What you have to do:
Your task is to transcribe the entries below exactly, beginning with the line containing "rack you see in this pic" and ending with the final line, and to add nothing else.

++++++++++++++++++++

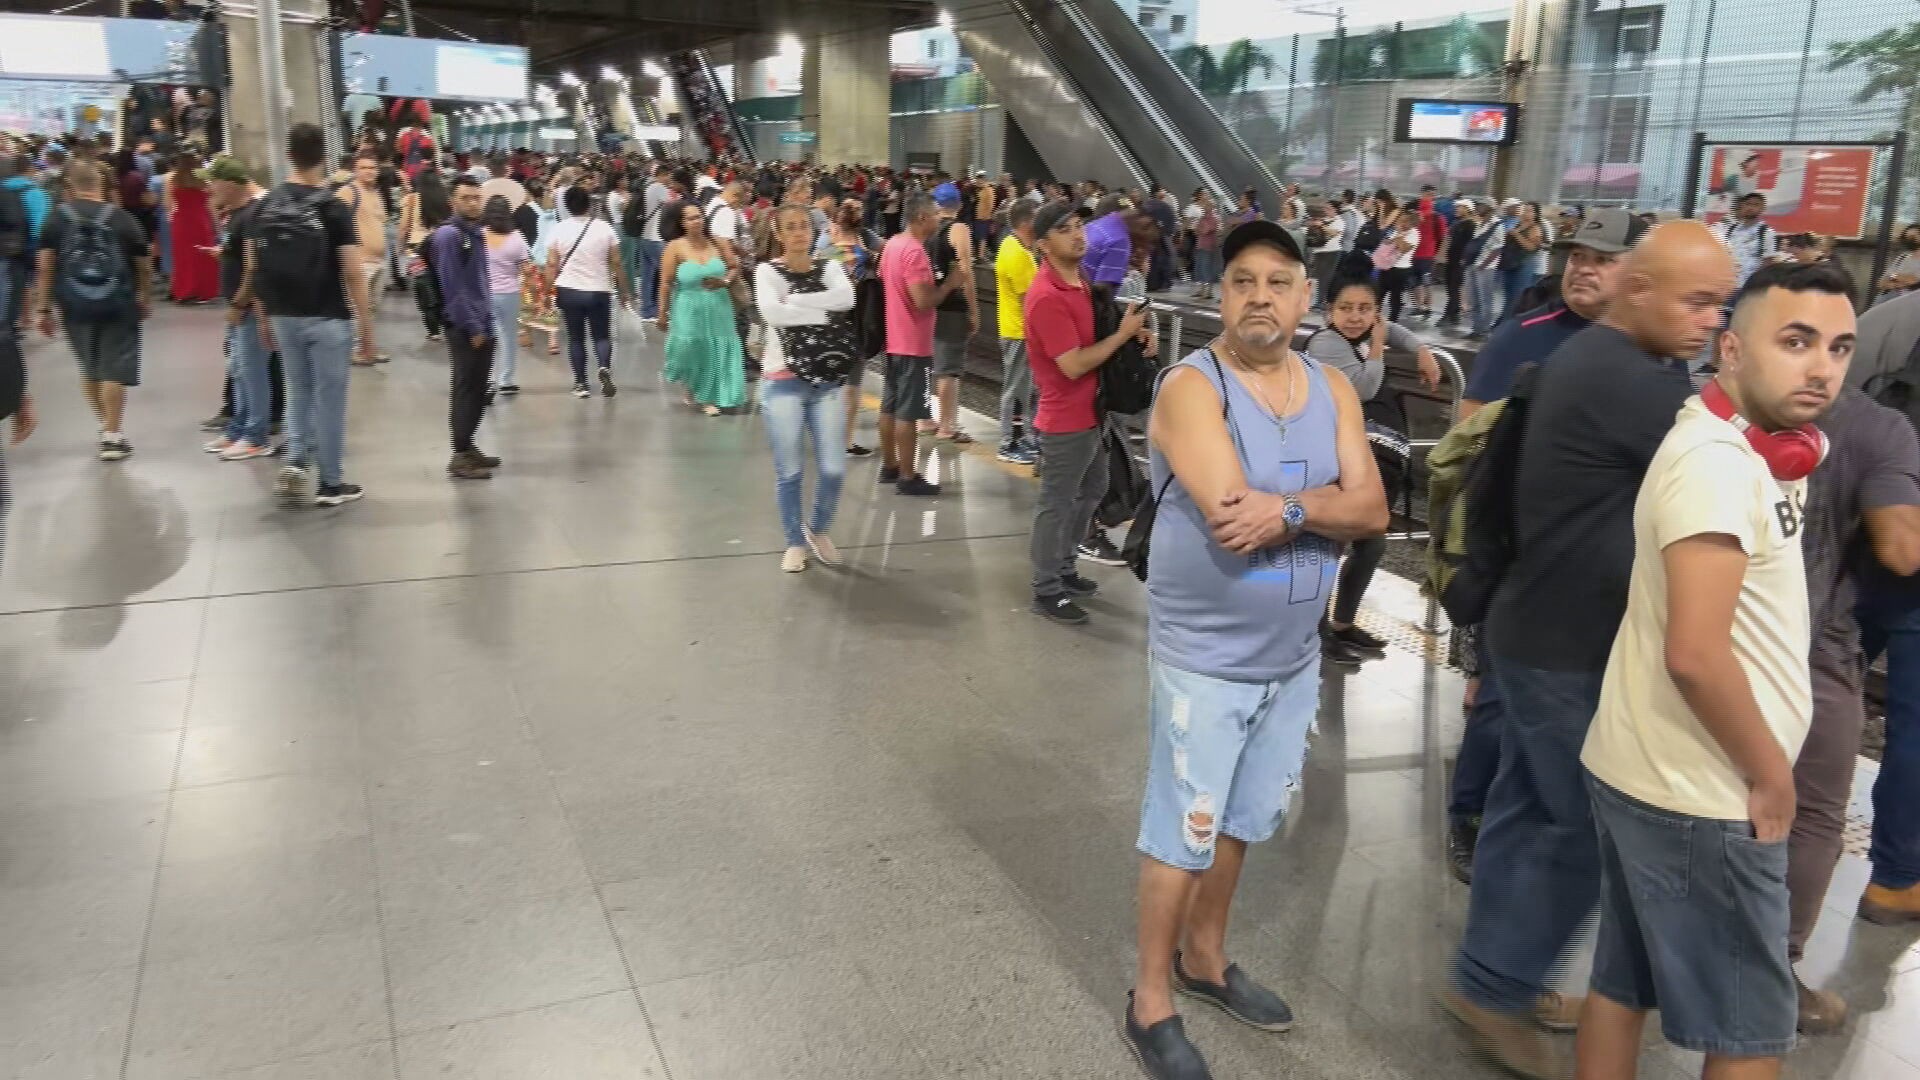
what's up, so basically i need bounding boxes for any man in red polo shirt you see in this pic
[1024,200,1151,624]
[1413,185,1446,320]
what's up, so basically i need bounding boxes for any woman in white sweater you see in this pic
[755,205,856,573]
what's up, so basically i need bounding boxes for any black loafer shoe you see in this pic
[1123,993,1212,1080]
[1173,953,1295,1032]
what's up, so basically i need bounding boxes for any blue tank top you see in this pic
[1148,349,1343,682]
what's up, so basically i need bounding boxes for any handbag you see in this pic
[771,263,861,386]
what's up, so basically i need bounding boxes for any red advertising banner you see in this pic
[1700,145,1875,240]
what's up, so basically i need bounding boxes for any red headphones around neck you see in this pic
[1699,380,1828,482]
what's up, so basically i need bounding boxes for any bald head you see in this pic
[1607,221,1736,359]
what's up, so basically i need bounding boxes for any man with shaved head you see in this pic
[1443,222,1736,1079]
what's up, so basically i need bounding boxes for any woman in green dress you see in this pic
[657,201,748,415]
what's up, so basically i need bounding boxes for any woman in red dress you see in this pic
[165,153,220,304]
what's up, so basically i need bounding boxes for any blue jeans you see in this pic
[1859,589,1920,889]
[1468,266,1501,335]
[762,377,847,547]
[490,291,520,386]
[155,206,170,278]
[636,238,665,319]
[1453,656,1607,1013]
[1449,636,1504,822]
[222,312,271,447]
[554,287,612,385]
[618,235,640,297]
[1501,266,1533,317]
[271,316,352,488]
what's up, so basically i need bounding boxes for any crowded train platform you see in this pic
[5,1,1920,1078]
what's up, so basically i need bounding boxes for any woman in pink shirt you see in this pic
[482,196,531,395]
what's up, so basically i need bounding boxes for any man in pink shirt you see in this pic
[876,194,964,496]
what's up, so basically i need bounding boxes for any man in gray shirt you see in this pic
[635,164,673,321]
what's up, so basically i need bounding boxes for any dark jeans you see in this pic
[1030,425,1105,597]
[1448,634,1505,822]
[1441,259,1466,324]
[555,287,612,385]
[1859,589,1920,889]
[1452,656,1607,1013]
[1331,537,1383,625]
[1380,266,1412,322]
[447,330,495,455]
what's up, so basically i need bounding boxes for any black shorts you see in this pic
[1411,257,1435,284]
[881,353,932,421]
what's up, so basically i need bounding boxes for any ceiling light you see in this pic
[558,71,580,87]
[642,59,665,78]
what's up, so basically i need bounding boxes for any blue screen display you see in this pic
[1403,100,1513,144]
[339,34,528,104]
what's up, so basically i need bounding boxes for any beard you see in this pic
[1234,322,1286,349]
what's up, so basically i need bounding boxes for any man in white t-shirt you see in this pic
[635,165,673,320]
[1578,261,1855,1076]
[706,182,745,247]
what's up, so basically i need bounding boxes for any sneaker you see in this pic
[1172,952,1295,1032]
[1033,593,1089,624]
[1320,624,1366,667]
[1446,816,1479,885]
[498,383,521,395]
[314,483,364,507]
[781,546,808,573]
[1122,992,1212,1080]
[98,439,131,461]
[199,412,230,432]
[846,443,874,458]
[896,475,941,498]
[1328,622,1388,658]
[1439,990,1568,1080]
[427,331,443,343]
[878,466,901,484]
[219,441,273,461]
[1077,535,1127,566]
[1796,977,1848,1035]
[203,436,235,454]
[273,463,309,508]
[1859,881,1920,925]
[447,454,493,480]
[1061,573,1099,598]
[997,443,1037,465]
[805,530,842,567]
[599,367,617,397]
[1533,991,1583,1033]
[572,384,591,399]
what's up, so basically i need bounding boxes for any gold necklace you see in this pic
[1221,339,1297,441]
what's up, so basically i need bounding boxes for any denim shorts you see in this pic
[1587,775,1796,1057]
[1137,656,1317,871]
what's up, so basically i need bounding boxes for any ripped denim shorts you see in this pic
[1136,655,1318,871]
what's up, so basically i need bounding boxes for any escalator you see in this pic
[666,50,756,165]
[956,0,1279,202]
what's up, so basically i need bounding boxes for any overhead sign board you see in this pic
[779,131,818,144]
[339,33,528,104]
[0,14,213,86]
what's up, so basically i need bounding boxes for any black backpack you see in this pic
[1497,274,1562,328]
[770,263,861,386]
[1438,361,1541,627]
[1121,350,1232,582]
[0,184,27,261]
[53,203,134,321]
[251,186,333,309]
[1093,292,1159,416]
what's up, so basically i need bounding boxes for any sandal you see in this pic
[940,430,975,445]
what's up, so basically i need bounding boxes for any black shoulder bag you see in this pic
[1121,350,1234,582]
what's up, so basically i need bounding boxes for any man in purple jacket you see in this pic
[430,176,501,480]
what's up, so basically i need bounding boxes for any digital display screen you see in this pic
[340,34,528,104]
[1396,99,1517,146]
[0,14,209,85]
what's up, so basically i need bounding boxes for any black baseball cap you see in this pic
[1220,219,1307,270]
[1031,199,1080,239]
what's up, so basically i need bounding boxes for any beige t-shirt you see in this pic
[1583,396,1812,820]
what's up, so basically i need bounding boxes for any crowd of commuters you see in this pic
[6,114,1920,1080]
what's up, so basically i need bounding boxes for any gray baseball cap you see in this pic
[1568,207,1649,254]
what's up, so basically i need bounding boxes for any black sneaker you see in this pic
[314,483,364,507]
[1447,816,1480,885]
[466,448,503,469]
[1062,573,1100,598]
[1034,593,1089,624]
[846,443,874,458]
[1320,634,1366,667]
[878,465,901,484]
[599,367,617,397]
[498,383,521,395]
[1330,623,1388,658]
[1172,952,1295,1032]
[199,412,230,432]
[1122,992,1212,1080]
[896,475,941,498]
[1078,535,1127,566]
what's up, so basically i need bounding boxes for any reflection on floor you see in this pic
[2,302,1916,1079]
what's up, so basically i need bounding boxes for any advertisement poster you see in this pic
[1701,145,1875,239]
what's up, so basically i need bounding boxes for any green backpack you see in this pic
[1424,400,1507,602]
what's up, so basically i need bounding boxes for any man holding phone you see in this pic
[1023,200,1150,625]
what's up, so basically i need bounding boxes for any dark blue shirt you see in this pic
[429,219,493,338]
[1463,302,1590,404]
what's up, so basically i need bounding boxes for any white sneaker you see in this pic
[203,436,234,454]
[781,547,808,573]
[804,530,841,567]
[273,463,309,508]
[219,441,273,461]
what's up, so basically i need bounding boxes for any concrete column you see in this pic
[803,9,889,167]
[735,34,780,103]
[221,0,326,181]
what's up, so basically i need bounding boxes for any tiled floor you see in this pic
[2,300,1917,1079]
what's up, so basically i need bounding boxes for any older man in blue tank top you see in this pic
[1123,220,1389,1080]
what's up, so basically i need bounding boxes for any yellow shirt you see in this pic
[1583,398,1812,820]
[995,233,1037,340]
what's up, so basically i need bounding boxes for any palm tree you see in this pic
[1445,14,1503,78]
[1828,23,1920,204]
[1170,43,1223,96]
[1218,38,1278,95]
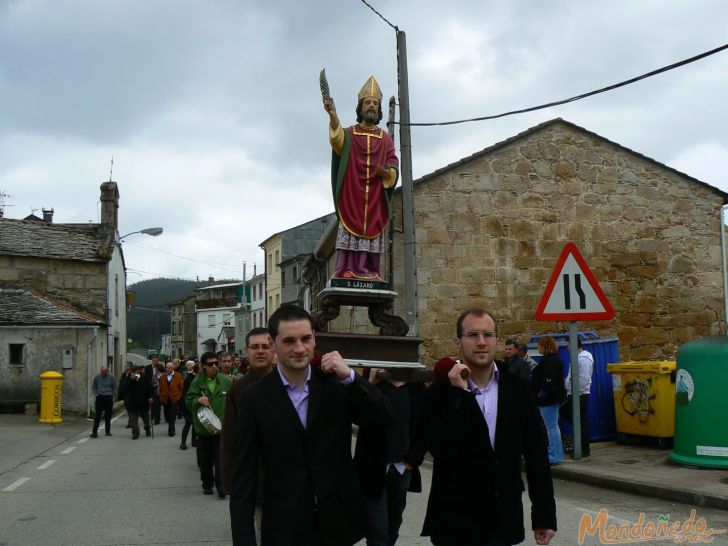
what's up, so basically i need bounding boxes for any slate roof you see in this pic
[0,218,105,262]
[0,288,104,326]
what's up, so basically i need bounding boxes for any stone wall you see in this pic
[0,255,108,320]
[383,120,725,365]
[0,327,105,414]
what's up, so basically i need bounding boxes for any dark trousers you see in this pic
[196,434,221,490]
[163,401,177,434]
[129,409,151,437]
[92,395,114,434]
[364,466,411,546]
[181,410,197,446]
[560,394,591,454]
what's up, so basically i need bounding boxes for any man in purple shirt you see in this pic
[410,308,557,546]
[230,305,394,546]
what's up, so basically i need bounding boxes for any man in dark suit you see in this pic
[230,305,394,546]
[411,308,557,546]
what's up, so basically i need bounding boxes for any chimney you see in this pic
[208,276,215,283]
[42,208,54,223]
[99,182,119,231]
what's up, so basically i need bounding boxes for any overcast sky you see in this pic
[2,0,727,283]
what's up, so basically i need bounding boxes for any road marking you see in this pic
[111,413,124,423]
[60,447,76,455]
[37,459,57,470]
[2,477,31,492]
[77,438,89,444]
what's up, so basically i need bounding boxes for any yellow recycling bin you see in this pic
[39,371,64,424]
[606,361,675,447]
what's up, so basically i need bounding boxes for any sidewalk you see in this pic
[550,439,728,511]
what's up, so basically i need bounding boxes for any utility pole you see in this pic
[396,30,418,336]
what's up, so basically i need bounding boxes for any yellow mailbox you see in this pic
[39,371,64,423]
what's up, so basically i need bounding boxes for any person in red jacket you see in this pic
[159,361,184,437]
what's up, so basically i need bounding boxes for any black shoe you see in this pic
[90,432,98,438]
[126,424,132,429]
[203,487,214,495]
[132,434,139,440]
[105,432,112,437]
[168,431,175,437]
[179,444,187,450]
[154,420,160,425]
[217,490,226,499]
[191,441,197,447]
[145,430,152,437]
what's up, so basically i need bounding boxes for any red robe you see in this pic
[332,125,399,239]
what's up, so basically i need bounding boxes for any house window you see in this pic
[9,344,25,367]
[172,323,177,335]
[223,313,231,325]
[268,253,272,272]
[281,270,286,287]
[293,266,297,280]
[275,250,279,268]
[115,274,119,317]
[208,314,215,327]
[275,294,280,308]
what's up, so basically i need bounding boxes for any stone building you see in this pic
[308,119,726,364]
[0,182,127,413]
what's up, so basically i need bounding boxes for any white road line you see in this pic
[2,477,31,492]
[37,459,57,470]
[77,438,89,444]
[110,413,124,423]
[60,447,76,455]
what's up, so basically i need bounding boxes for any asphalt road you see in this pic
[1,413,728,546]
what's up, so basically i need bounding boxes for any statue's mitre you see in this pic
[358,75,383,102]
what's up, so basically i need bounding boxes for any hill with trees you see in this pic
[126,277,232,350]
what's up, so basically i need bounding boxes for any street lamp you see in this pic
[119,227,164,240]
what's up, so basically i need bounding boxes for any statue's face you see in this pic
[361,97,380,122]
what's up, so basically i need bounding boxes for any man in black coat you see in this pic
[410,309,557,546]
[230,305,395,546]
[353,372,423,546]
[118,365,153,439]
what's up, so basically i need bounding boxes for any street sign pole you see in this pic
[568,320,581,460]
[536,242,616,463]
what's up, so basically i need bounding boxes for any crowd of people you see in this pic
[94,305,600,546]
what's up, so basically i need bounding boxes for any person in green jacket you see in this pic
[186,351,233,498]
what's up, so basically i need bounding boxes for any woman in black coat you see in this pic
[532,336,567,464]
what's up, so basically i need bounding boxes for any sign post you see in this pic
[535,243,615,460]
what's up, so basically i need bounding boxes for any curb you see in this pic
[550,465,728,511]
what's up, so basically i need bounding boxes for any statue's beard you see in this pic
[363,110,378,123]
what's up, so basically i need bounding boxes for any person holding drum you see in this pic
[186,351,233,497]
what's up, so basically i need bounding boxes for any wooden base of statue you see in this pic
[312,284,430,382]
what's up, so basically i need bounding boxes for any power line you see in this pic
[400,41,728,127]
[359,0,398,31]
[123,240,249,275]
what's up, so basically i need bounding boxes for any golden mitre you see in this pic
[358,75,383,102]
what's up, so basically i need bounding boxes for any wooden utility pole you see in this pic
[396,30,418,336]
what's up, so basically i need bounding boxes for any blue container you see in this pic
[528,331,619,441]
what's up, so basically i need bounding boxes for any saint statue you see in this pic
[323,75,399,280]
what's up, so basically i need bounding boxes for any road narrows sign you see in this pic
[535,242,615,321]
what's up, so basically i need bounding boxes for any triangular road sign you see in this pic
[535,242,615,321]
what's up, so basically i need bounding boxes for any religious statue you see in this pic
[322,72,399,281]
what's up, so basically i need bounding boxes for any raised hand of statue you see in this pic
[323,96,339,129]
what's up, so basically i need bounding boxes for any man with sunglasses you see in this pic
[186,351,233,497]
[410,309,557,546]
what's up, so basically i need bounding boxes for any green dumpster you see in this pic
[669,336,728,468]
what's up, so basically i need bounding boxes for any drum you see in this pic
[197,406,222,434]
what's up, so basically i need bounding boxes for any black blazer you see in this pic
[230,367,394,546]
[532,353,566,407]
[353,381,424,497]
[410,366,557,546]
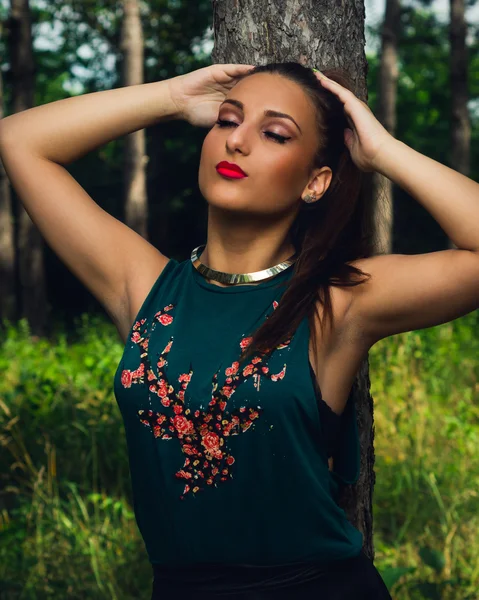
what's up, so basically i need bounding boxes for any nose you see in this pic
[225,123,250,155]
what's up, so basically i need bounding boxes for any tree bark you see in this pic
[8,0,48,336]
[374,0,401,255]
[449,0,470,250]
[0,20,16,329]
[120,0,149,239]
[211,0,378,560]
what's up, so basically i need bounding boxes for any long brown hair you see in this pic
[236,61,379,368]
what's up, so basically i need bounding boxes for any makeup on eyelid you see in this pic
[215,119,291,144]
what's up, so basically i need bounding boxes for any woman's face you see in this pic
[198,72,331,217]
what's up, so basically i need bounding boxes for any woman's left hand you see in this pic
[314,70,395,173]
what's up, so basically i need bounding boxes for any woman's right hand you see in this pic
[167,63,255,128]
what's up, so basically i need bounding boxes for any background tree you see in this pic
[212,0,379,559]
[7,0,48,336]
[375,0,401,255]
[449,0,470,249]
[119,0,148,239]
[0,17,15,325]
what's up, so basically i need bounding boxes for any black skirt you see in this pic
[151,549,393,599]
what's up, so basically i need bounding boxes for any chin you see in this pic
[200,178,248,206]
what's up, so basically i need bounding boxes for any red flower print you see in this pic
[121,370,133,388]
[133,363,145,378]
[157,313,174,326]
[173,415,194,436]
[221,387,234,399]
[240,337,253,349]
[201,431,221,455]
[125,299,296,500]
[242,364,254,377]
[225,361,239,376]
[271,366,286,382]
[158,384,169,398]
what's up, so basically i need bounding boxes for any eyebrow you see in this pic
[220,99,302,134]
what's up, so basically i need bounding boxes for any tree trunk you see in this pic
[8,0,48,336]
[120,0,149,239]
[374,0,401,255]
[0,20,16,329]
[211,0,377,559]
[449,0,470,250]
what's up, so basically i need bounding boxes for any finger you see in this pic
[223,63,255,73]
[318,77,355,106]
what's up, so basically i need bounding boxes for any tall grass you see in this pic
[0,311,478,599]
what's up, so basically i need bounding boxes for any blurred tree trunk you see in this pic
[374,0,401,255]
[0,20,16,329]
[120,0,148,239]
[8,0,48,336]
[449,0,470,250]
[211,0,378,560]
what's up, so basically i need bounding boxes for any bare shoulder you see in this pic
[115,250,171,345]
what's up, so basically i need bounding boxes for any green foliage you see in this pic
[369,310,479,598]
[367,6,479,182]
[1,310,478,598]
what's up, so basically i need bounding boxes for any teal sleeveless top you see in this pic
[113,256,363,567]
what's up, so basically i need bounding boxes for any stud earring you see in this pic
[303,194,316,204]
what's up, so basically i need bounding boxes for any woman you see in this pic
[1,61,478,599]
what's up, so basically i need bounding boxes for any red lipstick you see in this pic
[216,161,247,179]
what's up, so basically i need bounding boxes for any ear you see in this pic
[300,166,332,202]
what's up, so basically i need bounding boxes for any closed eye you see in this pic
[215,119,291,144]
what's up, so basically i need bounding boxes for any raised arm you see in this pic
[315,71,479,346]
[0,80,179,341]
[0,63,256,341]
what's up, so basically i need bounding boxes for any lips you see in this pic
[216,161,247,178]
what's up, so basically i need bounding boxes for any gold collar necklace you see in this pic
[191,244,298,286]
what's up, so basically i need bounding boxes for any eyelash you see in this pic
[215,119,291,144]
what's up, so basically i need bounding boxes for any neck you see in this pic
[201,205,298,276]
[199,244,296,277]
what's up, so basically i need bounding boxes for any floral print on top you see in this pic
[120,299,293,500]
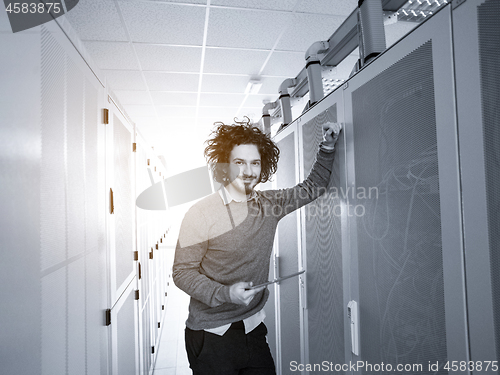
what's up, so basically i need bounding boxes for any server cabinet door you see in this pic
[297,86,348,374]
[106,103,136,306]
[273,122,304,374]
[110,278,139,375]
[453,0,500,370]
[106,100,139,374]
[37,20,110,375]
[342,5,467,373]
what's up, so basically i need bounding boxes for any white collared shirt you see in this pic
[205,309,266,336]
[218,185,258,205]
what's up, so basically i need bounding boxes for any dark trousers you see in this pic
[185,321,276,375]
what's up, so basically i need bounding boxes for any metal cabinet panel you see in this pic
[41,268,66,375]
[111,113,135,296]
[111,280,138,375]
[275,5,469,374]
[84,70,108,375]
[38,21,111,375]
[299,99,346,374]
[341,6,467,372]
[67,58,86,261]
[40,25,66,272]
[272,122,303,374]
[453,0,500,370]
[135,138,171,374]
[351,40,447,371]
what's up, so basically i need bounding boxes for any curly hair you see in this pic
[204,118,280,184]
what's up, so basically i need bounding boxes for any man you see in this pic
[173,118,341,375]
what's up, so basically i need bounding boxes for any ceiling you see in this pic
[64,0,418,175]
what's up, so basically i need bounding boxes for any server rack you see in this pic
[342,6,466,372]
[135,133,171,375]
[38,20,111,375]
[267,2,498,373]
[0,14,172,375]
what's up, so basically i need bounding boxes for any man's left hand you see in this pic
[229,282,265,306]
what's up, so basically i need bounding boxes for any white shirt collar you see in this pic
[219,186,258,205]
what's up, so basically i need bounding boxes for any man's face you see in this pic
[227,144,262,195]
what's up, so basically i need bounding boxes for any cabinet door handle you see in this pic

++++++++++++++++++++

Result for this task:
what's up, so basically i need bounding boxes for any server rack you see in this pic
[342,6,466,372]
[135,133,171,375]
[38,20,111,375]
[267,2,498,373]
[0,14,172,375]
what's up, so basically i need bounding boxes for any man's left hand you see in this pic
[229,282,265,306]
what's up, so basically i need bounding boxes for any white shirt collar you see in this pic
[219,186,258,205]
what's up, so basically i need bounding boxes for any man's face you see in this pic
[227,144,262,195]
what's up, so basically i need bounding boxes for any cabinet door handle you see in this pic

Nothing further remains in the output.